### Exercise details
Scan the records that follow, and whenever a line has the word "skyline", copy it.

### Information shown
--- START ---

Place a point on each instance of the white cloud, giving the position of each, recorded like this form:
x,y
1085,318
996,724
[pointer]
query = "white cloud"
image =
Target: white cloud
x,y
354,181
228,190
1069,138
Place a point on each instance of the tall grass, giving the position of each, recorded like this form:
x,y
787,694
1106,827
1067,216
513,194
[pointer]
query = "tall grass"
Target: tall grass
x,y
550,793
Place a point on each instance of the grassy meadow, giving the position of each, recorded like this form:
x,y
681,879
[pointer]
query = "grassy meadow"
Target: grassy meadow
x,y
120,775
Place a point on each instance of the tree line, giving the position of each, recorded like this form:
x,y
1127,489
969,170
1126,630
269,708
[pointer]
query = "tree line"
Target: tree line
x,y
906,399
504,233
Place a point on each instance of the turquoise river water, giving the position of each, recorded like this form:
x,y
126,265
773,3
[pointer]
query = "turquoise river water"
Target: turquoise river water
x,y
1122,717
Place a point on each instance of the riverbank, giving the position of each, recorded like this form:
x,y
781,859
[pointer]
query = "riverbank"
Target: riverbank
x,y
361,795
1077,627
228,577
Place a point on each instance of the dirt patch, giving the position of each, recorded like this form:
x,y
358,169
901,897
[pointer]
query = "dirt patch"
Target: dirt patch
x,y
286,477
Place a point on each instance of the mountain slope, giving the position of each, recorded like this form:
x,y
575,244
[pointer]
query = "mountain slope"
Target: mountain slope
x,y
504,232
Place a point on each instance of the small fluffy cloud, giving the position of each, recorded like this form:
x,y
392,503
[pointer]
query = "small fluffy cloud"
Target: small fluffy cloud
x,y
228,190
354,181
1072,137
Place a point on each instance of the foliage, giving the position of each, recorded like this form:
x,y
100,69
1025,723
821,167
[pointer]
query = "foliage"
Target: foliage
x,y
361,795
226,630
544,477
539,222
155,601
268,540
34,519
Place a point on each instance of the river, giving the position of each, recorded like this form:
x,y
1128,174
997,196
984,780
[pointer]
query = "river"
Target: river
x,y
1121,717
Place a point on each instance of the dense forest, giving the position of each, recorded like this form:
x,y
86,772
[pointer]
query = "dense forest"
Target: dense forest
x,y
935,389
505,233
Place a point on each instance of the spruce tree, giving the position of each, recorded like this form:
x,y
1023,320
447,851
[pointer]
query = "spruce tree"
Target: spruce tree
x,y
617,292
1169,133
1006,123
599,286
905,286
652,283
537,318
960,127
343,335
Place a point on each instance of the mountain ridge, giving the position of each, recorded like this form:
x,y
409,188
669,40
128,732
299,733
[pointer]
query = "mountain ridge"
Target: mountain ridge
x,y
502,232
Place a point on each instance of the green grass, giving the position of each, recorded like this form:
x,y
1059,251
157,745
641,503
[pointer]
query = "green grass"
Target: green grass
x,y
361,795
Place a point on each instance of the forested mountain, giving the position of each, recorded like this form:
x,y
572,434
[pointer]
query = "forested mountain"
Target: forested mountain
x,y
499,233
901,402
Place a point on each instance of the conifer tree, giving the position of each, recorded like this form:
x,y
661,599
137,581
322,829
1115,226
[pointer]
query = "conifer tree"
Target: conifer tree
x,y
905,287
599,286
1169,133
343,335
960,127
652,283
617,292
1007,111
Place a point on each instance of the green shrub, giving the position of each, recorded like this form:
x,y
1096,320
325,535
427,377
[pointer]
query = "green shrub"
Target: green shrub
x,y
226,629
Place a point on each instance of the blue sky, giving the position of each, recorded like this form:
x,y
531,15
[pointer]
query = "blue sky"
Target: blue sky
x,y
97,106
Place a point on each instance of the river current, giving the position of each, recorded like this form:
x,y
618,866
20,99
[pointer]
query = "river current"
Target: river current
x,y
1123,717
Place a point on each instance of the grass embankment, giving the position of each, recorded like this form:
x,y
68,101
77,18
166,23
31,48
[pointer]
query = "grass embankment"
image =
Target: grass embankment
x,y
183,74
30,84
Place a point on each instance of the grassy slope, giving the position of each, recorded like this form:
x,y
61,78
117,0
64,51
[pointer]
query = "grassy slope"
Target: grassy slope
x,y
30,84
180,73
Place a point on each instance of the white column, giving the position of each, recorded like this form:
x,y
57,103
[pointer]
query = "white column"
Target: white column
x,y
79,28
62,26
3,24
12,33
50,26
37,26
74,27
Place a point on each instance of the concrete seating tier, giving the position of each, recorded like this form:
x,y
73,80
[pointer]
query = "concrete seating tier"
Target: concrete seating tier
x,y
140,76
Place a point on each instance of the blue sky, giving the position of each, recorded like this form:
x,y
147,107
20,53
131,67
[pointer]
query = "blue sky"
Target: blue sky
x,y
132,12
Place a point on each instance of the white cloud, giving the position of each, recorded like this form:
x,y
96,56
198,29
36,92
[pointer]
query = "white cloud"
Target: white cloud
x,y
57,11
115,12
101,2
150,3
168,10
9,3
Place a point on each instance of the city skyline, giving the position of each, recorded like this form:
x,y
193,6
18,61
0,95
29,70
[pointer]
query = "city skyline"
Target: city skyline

--- END ---

### Answer below
Place a point on each instance of the city skyline, giving the position of each, recorded like this form:
query = "city skyline"
Target: city skyline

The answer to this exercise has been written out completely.